**Objective**
Each line that follows should be printed again exactly as it stands.

[Dataset rows]
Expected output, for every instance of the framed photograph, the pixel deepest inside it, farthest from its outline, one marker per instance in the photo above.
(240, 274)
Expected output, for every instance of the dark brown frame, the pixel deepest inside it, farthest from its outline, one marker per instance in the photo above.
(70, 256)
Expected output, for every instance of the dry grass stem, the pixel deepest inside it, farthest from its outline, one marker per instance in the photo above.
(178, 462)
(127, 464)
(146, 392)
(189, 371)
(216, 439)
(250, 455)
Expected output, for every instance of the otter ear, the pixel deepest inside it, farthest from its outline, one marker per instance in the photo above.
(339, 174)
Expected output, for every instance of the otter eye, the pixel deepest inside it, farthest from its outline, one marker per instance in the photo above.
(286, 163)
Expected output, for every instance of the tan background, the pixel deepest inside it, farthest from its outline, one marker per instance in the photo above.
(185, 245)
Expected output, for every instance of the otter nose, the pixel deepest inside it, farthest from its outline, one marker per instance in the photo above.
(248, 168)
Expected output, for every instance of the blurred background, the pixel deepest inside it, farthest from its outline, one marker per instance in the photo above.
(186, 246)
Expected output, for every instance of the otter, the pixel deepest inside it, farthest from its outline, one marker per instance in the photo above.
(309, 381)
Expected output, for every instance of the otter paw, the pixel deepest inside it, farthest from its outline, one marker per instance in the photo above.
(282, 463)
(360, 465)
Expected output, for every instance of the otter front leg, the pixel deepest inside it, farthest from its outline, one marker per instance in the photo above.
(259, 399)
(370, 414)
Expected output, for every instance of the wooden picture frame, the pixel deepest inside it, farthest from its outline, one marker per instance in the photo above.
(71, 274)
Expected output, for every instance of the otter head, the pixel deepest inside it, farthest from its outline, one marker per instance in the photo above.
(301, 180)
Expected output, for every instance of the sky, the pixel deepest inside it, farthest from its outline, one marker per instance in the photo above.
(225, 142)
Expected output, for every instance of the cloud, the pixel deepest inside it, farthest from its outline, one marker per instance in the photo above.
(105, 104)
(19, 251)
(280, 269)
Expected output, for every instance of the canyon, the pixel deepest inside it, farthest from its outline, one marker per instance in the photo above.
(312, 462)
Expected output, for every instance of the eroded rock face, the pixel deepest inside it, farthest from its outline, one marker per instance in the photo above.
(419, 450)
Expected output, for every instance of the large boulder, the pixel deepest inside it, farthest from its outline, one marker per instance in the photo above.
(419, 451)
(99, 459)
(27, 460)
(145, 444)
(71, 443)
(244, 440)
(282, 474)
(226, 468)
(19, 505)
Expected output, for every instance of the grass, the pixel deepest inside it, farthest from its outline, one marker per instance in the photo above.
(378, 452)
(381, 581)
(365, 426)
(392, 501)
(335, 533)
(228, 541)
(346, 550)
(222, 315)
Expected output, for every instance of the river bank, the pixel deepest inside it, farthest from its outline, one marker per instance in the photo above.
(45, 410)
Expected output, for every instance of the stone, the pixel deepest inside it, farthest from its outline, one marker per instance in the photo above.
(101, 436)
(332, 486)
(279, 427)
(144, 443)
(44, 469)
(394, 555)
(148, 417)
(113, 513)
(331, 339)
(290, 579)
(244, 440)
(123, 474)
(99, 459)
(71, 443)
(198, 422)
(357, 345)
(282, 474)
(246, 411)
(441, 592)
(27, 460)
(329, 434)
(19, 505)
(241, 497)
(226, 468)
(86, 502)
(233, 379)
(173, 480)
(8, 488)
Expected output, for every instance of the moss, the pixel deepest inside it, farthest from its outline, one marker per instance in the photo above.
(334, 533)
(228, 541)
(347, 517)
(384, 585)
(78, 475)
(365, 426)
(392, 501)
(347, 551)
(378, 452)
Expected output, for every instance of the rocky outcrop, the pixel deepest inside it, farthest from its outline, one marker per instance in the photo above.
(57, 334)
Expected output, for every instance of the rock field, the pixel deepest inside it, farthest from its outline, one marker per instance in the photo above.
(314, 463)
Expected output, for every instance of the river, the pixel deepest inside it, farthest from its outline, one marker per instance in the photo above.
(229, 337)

**Final answer**
Expected output, for every instance of the framed photograph, the pixel deepest inside it, farthest from its outline, one marker per instance in the photo above.
(240, 274)
Expected output, for every instance of the dark brown frame, the pixel deepest inside it, farthest from its outline, one marker per instance in the photo above.
(70, 256)
Expected output, for every instance of the dry grass stem, the pixel deepest inside it, farthest from its outline, one marker per instance in the photo above.
(178, 462)
(127, 464)
(146, 392)
(189, 371)
(216, 439)
(250, 455)
Expected output, for every instance of the otter ear, the pixel deepest inside it, farthest from its outline, one marker per instance in the photo above.
(339, 174)
Expected output, for every instance of the otter eye, the pixel deepest inside it, farthest from its outline, one marker per instance in the photo above.
(286, 163)
Expected output, for every instance of the tan background, the pixel deepest inside it, farthest from its outline, one marker per instance in the photo above.
(185, 245)
Expected output, for every instance of the otter nose, the pixel deepest inside it, farthest from its outline, one marker per instance in the photo above.
(248, 168)
Expected output, for every instance of the blurred background, the pixel deepest inside it, farthest from its outline, one marker per instance in the photo above.
(186, 246)
Expected output, for every instance of the otter, the pixel deepest inside it, farthest from its outline, one marker per instance in the photo above.
(309, 381)
Expected output, for every instance of the otter paw, the pixel deepest inside it, farthest from its outline, one marker per instance in the photo above.
(282, 463)
(360, 465)
Expected output, for every instance of the otter front leg, the pixel deepest inside it, farthest from its outline, one marker per instance in the photo above.
(259, 399)
(370, 414)
Expected output, for every instance of the wooden picture frame, the pixel deepest inside it, farthest from its outline, one marker per instance in the photo above.
(71, 274)
Expected output, for every instance of the otter head, the pixel deepest inside it, farthest from its outline, one marker per instance in the photo above.
(301, 180)
Expected output, for every instance of the sky, the pixel deepest inside it, farthest from its outline, one marker per instance in the photo above.
(225, 142)
Expected output, for every instance of the cloud, the pixel deepest inside it, farthest from its outline, one marker per instance in the photo above.
(105, 104)
(19, 251)
(280, 269)
Expected output, for every instance of the canyon, the pixel deepest inside it, farthest from its outline, one marker per instance in the photo above.
(312, 462)
Expected output, for every instance of the eroded rock face, the pixel deepest inside it, farthest from its outline, one marker per instance in the photo above.
(419, 450)
Expected output, for every instance of the large boulder, the pixel deepest inside it, farthest from its outline, one marker per instance in the photo above.
(419, 451)
(99, 459)
(27, 460)
(145, 444)
(71, 443)
(244, 440)
(282, 474)
(226, 468)
(19, 505)
Expected output, for every instance of the grass, the pixel deepest inside it, farthest from its outline, one marker per instance in the photo above.
(378, 452)
(381, 581)
(365, 426)
(392, 501)
(335, 533)
(228, 541)
(346, 550)
(222, 315)
Expected output, for every instance of the river bank, the pixel deepest inside it, farthest from its outline, one marker per instance in the photo above.
(45, 410)
Expected output, for every instance of the stone, the pixel deepest inside it, farthest from its outline, one marker per instance in the photo above.
(101, 436)
(332, 486)
(279, 427)
(144, 443)
(44, 469)
(394, 555)
(148, 417)
(113, 513)
(331, 339)
(290, 579)
(244, 440)
(123, 474)
(99, 459)
(71, 443)
(198, 422)
(357, 345)
(282, 474)
(246, 411)
(441, 592)
(27, 460)
(329, 434)
(19, 505)
(241, 497)
(226, 468)
(86, 502)
(233, 379)
(173, 480)
(8, 488)
Expected output, for every instance of the moss, the pixel deepest inside it, farthest from its outline, one marker per instance in the photo above.
(334, 533)
(228, 541)
(347, 517)
(384, 585)
(78, 475)
(365, 426)
(392, 501)
(347, 551)
(378, 452)
Expected output, for every instance of the rocky outcrop, the pixel deepest inside it, farthest from its outline, one marker per instance in the photo above.
(57, 334)
Expected output, for every instance of the rock field, the pixel deepest inside it, farthest from its outline, one marker per instance in the photo above.
(314, 463)
Expected output, for every instance of the river, the pixel deepest inside it, farthest from its outline, one marker per instance in the photo above.
(229, 337)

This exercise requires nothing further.